Provided records start

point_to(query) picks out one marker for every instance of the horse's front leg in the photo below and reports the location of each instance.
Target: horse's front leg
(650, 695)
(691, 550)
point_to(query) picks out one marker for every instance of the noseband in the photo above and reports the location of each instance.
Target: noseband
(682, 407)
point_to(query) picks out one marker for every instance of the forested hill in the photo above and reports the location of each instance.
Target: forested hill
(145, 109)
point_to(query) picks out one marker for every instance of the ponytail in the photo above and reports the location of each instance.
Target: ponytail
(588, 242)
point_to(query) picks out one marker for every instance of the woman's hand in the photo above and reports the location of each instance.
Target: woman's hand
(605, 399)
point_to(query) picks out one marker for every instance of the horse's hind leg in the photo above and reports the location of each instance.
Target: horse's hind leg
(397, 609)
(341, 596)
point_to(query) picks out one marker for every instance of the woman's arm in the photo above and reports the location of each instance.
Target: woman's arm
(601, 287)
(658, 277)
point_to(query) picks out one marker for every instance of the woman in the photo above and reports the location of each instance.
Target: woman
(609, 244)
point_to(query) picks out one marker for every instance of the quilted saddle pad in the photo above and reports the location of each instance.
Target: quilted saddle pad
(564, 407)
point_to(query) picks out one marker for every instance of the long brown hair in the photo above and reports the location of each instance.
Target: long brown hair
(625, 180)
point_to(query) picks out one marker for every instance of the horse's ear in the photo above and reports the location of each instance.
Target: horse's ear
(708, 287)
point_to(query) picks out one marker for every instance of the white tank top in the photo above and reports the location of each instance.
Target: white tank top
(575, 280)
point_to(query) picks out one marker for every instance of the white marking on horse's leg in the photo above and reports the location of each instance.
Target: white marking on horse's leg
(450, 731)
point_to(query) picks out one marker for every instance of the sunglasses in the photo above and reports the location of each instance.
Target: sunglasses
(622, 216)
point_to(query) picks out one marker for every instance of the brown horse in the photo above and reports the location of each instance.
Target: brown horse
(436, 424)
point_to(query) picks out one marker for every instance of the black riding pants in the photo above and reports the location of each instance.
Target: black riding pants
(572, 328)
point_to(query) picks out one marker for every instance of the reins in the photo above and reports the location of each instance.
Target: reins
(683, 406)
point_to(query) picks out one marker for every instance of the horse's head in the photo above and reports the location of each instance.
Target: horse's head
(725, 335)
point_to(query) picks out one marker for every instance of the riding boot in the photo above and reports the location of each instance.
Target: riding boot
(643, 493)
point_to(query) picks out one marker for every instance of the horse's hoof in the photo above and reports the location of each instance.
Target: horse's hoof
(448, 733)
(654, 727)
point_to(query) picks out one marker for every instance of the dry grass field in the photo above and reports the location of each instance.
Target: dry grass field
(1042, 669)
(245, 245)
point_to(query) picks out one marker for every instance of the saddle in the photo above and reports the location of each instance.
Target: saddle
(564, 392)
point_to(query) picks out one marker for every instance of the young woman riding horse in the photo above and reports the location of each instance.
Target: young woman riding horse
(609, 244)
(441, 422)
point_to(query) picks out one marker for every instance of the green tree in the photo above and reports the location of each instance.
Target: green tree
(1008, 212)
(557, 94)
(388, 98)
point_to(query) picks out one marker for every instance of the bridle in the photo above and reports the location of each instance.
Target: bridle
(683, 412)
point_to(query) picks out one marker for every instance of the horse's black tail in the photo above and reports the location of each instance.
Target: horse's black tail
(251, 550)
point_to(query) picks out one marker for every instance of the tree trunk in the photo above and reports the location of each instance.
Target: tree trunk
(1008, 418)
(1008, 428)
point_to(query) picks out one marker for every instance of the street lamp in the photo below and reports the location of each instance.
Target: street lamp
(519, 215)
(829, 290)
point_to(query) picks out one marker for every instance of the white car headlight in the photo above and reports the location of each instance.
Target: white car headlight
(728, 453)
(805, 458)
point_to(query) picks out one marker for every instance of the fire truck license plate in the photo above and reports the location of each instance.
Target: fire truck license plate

Provided records end

Copy out the rows above, starting at the line that contains "of the tree" and continuing through the last line of the rows.

point_to(query) picks out one marker for every instance of the tree trunk in the photo above and reports the location of each instance.
Target: tree trunk
(1008, 418)
(1008, 428)
point_to(query) picks out one marker for every instance of the street lamp in the photo below and reports the location of each instance.
Target: street lamp
(519, 215)
(829, 290)
point_to(query) picks out one marker for every instance of the white car headlight in the photo above and reports the location of each instance.
Target: white car headlight
(728, 453)
(805, 458)
point_to(query) picks out one marker for every instance of the fire truck license plate in the photo above and reports the location of each instance.
Target: fire truck license plate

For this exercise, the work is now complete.